[Stated task]: Which lines in the entries below contain the string "wooden"? Extract each of them, and note that case counts.

[Detection annotation records]:
+ + + + + + +

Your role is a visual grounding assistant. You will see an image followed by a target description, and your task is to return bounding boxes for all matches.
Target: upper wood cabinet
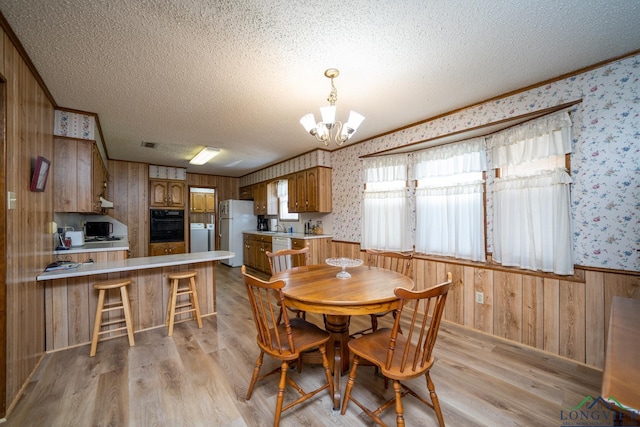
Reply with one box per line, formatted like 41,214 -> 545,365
253,181 -> 278,215
288,167 -> 332,213
53,138 -> 109,213
253,182 -> 267,215
149,179 -> 186,208
240,185 -> 253,200
189,192 -> 216,213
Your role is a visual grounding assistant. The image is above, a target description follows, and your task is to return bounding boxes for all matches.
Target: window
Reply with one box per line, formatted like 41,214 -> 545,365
277,179 -> 298,221
414,139 -> 487,261
487,111 -> 573,274
361,155 -> 413,251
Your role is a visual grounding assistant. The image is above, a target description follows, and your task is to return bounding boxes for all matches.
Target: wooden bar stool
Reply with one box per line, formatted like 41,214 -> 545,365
89,278 -> 135,357
165,271 -> 202,336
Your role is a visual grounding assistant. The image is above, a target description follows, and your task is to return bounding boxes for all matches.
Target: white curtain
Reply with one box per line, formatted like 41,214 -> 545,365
487,111 -> 571,168
361,155 -> 412,251
493,169 -> 573,274
488,112 -> 573,274
414,139 -> 487,261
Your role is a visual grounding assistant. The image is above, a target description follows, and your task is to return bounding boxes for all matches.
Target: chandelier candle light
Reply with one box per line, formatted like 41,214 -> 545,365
300,68 -> 364,145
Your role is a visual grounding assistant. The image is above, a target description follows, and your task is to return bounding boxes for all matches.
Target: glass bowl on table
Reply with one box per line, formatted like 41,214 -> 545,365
325,258 -> 363,279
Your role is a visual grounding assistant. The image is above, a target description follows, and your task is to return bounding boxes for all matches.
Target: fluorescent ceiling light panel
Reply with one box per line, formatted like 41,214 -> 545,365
189,147 -> 220,165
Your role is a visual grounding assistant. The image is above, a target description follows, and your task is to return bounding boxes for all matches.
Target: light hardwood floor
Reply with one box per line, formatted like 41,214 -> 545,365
5,265 -> 602,427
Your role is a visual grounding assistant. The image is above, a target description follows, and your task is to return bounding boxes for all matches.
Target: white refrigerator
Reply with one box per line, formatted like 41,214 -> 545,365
218,200 -> 258,267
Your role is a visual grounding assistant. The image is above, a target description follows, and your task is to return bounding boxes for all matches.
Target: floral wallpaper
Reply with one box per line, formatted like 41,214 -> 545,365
331,55 -> 640,271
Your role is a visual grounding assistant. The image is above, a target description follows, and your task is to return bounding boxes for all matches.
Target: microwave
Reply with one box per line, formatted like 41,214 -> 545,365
84,221 -> 113,237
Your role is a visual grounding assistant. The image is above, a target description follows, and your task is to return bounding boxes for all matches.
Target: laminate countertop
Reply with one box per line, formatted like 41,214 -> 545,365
243,231 -> 333,239
36,251 -> 236,281
53,239 -> 129,255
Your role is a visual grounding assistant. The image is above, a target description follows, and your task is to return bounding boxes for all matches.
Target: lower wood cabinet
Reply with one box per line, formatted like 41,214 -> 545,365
291,237 -> 331,265
149,242 -> 187,256
242,234 -> 273,275
242,233 -> 331,275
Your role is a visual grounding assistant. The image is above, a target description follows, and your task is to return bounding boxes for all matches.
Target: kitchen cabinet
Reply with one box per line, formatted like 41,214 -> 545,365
253,182 -> 267,215
242,233 -> 273,275
287,167 -> 332,213
253,181 -> 278,215
53,138 -> 109,213
291,237 -> 331,265
204,193 -> 216,213
149,242 -> 187,256
239,185 -> 253,200
189,192 -> 216,213
149,179 -> 186,208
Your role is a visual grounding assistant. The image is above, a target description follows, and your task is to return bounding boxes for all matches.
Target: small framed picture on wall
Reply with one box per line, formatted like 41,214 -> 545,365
31,156 -> 51,191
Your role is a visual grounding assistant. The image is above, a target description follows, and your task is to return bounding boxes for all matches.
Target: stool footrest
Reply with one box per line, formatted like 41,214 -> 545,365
165,271 -> 202,336
98,326 -> 127,335
89,279 -> 135,357
100,305 -> 124,313
100,319 -> 127,326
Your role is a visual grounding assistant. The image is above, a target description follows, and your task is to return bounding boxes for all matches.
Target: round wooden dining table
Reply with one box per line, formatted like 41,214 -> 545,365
271,264 -> 414,410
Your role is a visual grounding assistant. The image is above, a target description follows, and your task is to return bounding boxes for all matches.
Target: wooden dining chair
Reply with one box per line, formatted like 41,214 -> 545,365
265,247 -> 309,321
350,249 -> 413,338
341,273 -> 451,426
242,266 -> 333,426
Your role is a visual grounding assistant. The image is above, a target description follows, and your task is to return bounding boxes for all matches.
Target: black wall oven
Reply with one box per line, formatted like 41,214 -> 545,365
149,209 -> 184,243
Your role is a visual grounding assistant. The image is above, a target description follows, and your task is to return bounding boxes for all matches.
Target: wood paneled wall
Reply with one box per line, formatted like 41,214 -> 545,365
333,242 -> 640,369
107,160 -> 149,258
107,160 -> 239,258
0,26 -> 56,415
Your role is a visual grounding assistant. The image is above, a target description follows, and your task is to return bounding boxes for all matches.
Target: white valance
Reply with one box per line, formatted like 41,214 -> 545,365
362,155 -> 407,182
416,181 -> 484,196
487,111 -> 571,167
493,168 -> 572,192
278,179 -> 289,197
414,138 -> 487,179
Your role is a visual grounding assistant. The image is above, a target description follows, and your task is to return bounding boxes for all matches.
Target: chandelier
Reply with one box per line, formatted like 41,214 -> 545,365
300,68 -> 364,145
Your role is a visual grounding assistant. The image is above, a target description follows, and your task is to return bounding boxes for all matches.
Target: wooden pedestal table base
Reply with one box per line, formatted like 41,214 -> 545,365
272,264 -> 414,410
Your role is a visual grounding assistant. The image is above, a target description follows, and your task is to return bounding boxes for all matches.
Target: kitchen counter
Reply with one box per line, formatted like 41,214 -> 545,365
53,239 -> 129,255
37,251 -> 235,353
36,251 -> 236,281
243,230 -> 333,239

+ + + + + + +

[Result for this task]:
Target: wooden bar stool
Target: round wooden dining table
Target: wooden dining chair
Target: wooden pedestal table base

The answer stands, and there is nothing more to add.